### Text shown
Andrew Ticehurst, Research Analyst at Nomura, suggests that they see trend-like growth and, with ongoing spare capacity and subdued inflation, forecast an unchanged cash rate through 2018 for Australian economy.

Key Quotes

Activity:

  • Partial data suggest trend-like GDP growth in Q3. Retail sales were soft, despite discounting, and suggest weakening discretionary spending. Consumers are likely feeling the impact of high debt levels, modest wage growth and higher (nondiscretionary) energy costs. However, net exports look to have added to Q3 GDP, with higher export volumes more than offsetting higher import volumes and both consistent with respectable growth. Strong job growth and rising hours worked also suggest continued growth in Q3.
  • In terms of the outlook, we see some conflicting forces. On the upside, solid global growth provides a healthy backdrop for exports and increased government infrastructure spending is also positive. At the same time, we judge that the Australian expansion is somewhat “old and tired” after 26 years without a recession, with key interest-sensitive sectors – consumer spending and dwelling construction – set to underperform. With offsetting forces, Australia looks to be a relative underperformer, and we still struggle to see materially above-trend growth.”

### Supplied data
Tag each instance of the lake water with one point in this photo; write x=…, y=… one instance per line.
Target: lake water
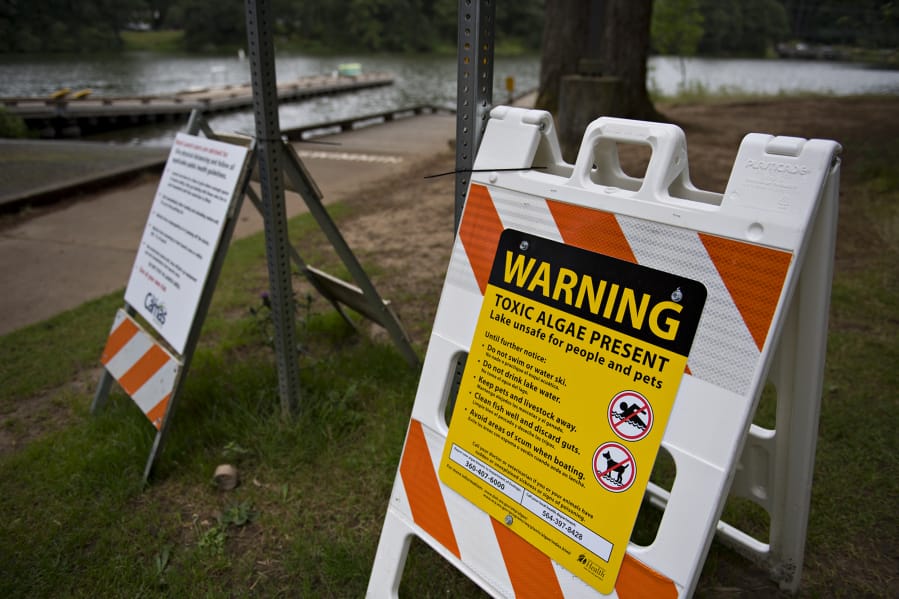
x=418, y=80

### What to do
1. According to the Australian economy commentary, how many years has Australia gone without a recession?
2. Print the part of the Australian economy commentary starting at "Andrew Ticehurst, Research" and ending at "for Australian economy.".
The material comes from a separate source.

### Worked solutions
1. 26 years.

2.
Andrew Ticehurst, Research Analyst at Nomura, suggests that they see trend-like growth and, with ongoing spare capacity and subdued inflation, forecast an unchanged cash rate through 2018 for Australian economy.